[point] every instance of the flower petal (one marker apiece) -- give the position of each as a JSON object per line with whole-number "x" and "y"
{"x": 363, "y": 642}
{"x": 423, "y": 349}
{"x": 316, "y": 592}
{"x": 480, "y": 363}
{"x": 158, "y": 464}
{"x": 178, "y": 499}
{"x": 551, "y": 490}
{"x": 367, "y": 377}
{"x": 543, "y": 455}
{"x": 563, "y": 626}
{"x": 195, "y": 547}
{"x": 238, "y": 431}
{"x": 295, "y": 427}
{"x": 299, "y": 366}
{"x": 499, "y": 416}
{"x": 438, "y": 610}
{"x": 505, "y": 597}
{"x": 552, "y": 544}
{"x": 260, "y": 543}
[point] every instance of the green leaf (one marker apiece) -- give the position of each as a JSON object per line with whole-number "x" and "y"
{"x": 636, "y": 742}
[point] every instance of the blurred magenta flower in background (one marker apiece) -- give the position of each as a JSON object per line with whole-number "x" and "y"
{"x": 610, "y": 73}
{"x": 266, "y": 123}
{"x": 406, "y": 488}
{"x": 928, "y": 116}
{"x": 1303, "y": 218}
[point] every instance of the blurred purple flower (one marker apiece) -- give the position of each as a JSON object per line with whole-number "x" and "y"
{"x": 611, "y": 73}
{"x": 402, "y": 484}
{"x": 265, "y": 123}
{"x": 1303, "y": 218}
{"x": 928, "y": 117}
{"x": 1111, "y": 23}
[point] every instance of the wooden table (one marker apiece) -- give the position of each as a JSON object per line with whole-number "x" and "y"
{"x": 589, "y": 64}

** Written request **
Type out all of the material again, word for word.

** Task solution **
[point] every instance of the flower petal (one marker apiece) -- give the position of each as a JSON object per line with whole-number "x" and "y"
{"x": 363, "y": 642}
{"x": 423, "y": 349}
{"x": 316, "y": 592}
{"x": 480, "y": 363}
{"x": 158, "y": 464}
{"x": 178, "y": 499}
{"x": 551, "y": 490}
{"x": 367, "y": 377}
{"x": 543, "y": 455}
{"x": 563, "y": 626}
{"x": 195, "y": 547}
{"x": 238, "y": 431}
{"x": 295, "y": 427}
{"x": 299, "y": 366}
{"x": 499, "y": 416}
{"x": 438, "y": 610}
{"x": 505, "y": 597}
{"x": 552, "y": 544}
{"x": 260, "y": 543}
[point] every instance of the green leaf (one marker apiece) -- give the position of each as a JSON object per line with whole-number "x" and "y"
{"x": 636, "y": 742}
[point] every instance of the blurred magenta flower in background (one marker apiece) -- give the position of each as a JSON object per line with whole-number "x" and "y"
{"x": 610, "y": 73}
{"x": 266, "y": 123}
{"x": 406, "y": 488}
{"x": 928, "y": 116}
{"x": 1303, "y": 218}
[point] every instance of the blurred purple flower (one marker apiece) -- give the position of each as a JSON object per line with whole-number "x" and "y"
{"x": 611, "y": 73}
{"x": 402, "y": 484}
{"x": 265, "y": 123}
{"x": 1303, "y": 218}
{"x": 928, "y": 117}
{"x": 1111, "y": 23}
[point] every instance of the wooden table (one marker apiece) -- give the position of each as a JSON object per line with whole-number "x" and "y"
{"x": 589, "y": 64}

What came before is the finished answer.